____ Page excerpt
The central result here is that efficiencies were high in both centroid tasks, but substantially lower in the mean-size task. Based on previous literature, these results were expected for the mean-size task and the equi-weighted centroid task. The simulations reported by Myczek and Simons (
2008) suggested that the estimate of the mean size of a group of items is obtained with low postfilter efficiency. Also, previous research from our lab (Drew et al.,
2010; Sun et al.,
2016) found that equi-weighted centroids could be estimated with high postfilter efficiency. The surprising result is that locating the centroid while weighting items in proportion to their size can also be done with high postfilter efficiency. This is surprising because one might expect that postfilter efficiency the in size-weighted centroid task would be no better than the lesser of the two obtained in the mean-size task and the equi-weighted centroid task. Our results show that observers achieved almost identical high efficiencies in the two centroid tasks and that the postfilter efficiency was much lower in the mean-size task. However, this implies, counterintuitively, that a summary statistical representation based on a combination of two distinct kinds of information—location and size—appears to be substantially easier for observers than a summary statistical representation based on only one of these components (size).
These results suggest that estimation of mean size is different and perhaps more difficult for observers than a centroid task that also involves size information. First, the high efficiencies achieved in the size-weighted centroid task show that both location and size information are accurately registered for most, if not all, of the squares. Second, the influence-function analysis suggests that although observers can achieve a weighting rule that accurately gauges the sizes of display squares in the size-weighted centroid task, they are unable to achieve such a weighting rule in the mean-size task.
________
____ Dataset rows
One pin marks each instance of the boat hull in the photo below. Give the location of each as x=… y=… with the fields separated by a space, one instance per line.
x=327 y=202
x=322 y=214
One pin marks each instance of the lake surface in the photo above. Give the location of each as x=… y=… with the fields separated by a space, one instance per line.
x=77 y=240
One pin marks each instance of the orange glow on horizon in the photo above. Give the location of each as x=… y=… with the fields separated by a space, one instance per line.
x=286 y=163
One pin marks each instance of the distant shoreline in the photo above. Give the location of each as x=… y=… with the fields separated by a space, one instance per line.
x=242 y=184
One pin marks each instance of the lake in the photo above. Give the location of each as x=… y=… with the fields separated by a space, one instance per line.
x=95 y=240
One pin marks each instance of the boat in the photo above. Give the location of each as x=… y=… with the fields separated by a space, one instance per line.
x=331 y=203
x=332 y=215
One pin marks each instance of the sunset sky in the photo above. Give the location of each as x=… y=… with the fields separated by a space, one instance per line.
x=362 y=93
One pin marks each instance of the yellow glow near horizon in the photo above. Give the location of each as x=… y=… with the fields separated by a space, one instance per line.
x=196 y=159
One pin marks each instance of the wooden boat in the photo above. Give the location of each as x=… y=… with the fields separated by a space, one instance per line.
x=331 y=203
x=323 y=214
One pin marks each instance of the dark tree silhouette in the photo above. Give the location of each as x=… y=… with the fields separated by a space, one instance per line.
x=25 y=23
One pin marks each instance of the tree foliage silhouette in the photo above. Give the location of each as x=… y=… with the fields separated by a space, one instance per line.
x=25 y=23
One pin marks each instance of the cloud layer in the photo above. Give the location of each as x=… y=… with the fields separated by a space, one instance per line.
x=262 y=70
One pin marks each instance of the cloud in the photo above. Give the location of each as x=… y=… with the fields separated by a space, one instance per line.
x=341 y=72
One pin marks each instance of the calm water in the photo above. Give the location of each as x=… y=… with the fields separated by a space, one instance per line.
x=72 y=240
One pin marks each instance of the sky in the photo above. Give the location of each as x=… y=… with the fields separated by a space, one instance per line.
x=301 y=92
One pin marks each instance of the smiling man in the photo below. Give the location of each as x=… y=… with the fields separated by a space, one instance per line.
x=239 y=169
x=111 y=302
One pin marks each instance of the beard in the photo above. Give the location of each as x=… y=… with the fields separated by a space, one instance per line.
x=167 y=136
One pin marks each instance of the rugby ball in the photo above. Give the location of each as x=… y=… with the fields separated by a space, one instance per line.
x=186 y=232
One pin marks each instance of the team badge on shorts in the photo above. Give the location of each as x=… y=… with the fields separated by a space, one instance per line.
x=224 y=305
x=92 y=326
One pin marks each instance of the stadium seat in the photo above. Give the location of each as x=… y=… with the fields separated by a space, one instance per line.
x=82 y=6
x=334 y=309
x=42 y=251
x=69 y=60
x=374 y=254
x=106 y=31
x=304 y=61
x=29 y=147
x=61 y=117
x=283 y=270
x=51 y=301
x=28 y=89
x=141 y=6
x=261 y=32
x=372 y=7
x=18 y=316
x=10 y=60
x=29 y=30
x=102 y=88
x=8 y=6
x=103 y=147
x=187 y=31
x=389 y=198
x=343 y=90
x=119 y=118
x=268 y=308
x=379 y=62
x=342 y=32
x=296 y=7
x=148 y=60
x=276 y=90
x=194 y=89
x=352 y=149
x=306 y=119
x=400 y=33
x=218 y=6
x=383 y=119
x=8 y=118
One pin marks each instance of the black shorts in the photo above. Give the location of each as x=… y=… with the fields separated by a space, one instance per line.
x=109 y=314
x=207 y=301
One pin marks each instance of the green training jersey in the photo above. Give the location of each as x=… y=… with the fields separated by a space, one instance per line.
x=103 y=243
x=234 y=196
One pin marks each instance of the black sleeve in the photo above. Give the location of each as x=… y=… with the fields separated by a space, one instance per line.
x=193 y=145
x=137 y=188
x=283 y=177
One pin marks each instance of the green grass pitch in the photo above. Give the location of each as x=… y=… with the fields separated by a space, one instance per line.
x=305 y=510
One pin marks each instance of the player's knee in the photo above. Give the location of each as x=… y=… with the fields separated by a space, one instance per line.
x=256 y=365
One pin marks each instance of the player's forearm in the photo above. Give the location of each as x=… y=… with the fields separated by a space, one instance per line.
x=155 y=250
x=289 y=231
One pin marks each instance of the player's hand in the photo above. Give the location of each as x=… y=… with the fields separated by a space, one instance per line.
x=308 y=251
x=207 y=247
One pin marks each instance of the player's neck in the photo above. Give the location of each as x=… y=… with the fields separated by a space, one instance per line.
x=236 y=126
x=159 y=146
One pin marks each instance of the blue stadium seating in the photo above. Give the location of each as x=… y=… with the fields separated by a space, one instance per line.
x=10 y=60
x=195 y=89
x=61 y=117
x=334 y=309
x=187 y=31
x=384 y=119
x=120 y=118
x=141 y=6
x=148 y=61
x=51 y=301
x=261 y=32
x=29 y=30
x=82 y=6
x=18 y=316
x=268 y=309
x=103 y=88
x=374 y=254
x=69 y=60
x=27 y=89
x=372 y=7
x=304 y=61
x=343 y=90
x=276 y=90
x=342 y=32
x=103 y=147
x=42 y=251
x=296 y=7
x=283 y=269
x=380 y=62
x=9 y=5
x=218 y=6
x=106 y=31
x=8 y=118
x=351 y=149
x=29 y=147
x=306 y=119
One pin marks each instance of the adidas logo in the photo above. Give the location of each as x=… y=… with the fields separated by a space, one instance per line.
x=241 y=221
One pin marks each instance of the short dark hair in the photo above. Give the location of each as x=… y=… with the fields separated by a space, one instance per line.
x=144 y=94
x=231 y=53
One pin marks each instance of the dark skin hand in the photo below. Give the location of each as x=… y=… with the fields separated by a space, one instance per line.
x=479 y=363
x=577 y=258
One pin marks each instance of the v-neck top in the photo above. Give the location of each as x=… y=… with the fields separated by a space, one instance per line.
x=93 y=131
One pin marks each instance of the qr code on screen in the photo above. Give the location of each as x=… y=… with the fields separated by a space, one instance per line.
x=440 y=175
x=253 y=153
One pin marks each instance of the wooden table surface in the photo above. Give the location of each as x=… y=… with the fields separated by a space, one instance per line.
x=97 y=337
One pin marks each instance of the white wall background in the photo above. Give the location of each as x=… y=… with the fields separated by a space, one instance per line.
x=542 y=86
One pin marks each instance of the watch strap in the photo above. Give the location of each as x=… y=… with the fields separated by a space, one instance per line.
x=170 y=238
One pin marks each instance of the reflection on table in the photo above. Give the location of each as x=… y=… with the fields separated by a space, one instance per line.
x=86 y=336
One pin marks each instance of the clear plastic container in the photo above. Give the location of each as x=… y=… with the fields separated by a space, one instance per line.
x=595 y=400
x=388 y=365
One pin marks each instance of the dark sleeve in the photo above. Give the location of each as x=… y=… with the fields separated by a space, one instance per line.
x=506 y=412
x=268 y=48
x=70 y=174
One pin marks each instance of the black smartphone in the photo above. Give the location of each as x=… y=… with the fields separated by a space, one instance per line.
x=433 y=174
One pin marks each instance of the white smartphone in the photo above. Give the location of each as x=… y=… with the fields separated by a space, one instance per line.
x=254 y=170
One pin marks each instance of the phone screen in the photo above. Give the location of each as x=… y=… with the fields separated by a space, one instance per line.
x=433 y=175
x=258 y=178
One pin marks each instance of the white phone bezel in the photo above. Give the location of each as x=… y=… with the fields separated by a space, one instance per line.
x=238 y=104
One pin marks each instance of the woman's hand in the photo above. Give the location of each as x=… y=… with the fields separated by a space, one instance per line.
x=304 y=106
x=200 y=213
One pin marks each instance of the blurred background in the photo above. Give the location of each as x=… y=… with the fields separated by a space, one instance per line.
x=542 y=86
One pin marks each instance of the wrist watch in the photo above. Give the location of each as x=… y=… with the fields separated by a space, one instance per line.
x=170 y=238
________
Parts of the exercise:
1. In the passage on centroid and mean-size tasks, in which task was efficiency substantially lower?
2. Sum up the passage on centroid and mean-size tasks in two sentences.
3. Reproduce the passage on centroid and mean-size tasks from "These results suggest" to "rule in the mean-size task.".

Answers in order:
1. The mean-size task.

2. Observers reached similarly high efficiencies in both centroid tasks, including the one that weighted items by size, but much lower efficiency in the mean-size task. This suggests that estimating mean size is different and perhaps harder than a centroid task that also uses size information, because observers could not achieve a weighting rule that accurately gauges square sizes in the mean-size task.

3.
These results suggest that estimation of mean size is different and perhaps more difficult for observers than a centroid task that also involves size information. First, the high efficiencies achieved in the size-weighted centroid task show that both location and size information are accurately registered for most, if not all, of the squares. Second, the influence-function analysis suggests that although observers can achieve a weighting rule that accurately gauges the sizes of display squares in the size-weighted centroid task, they are unable to achieve such a weighting rule in the mean-size task.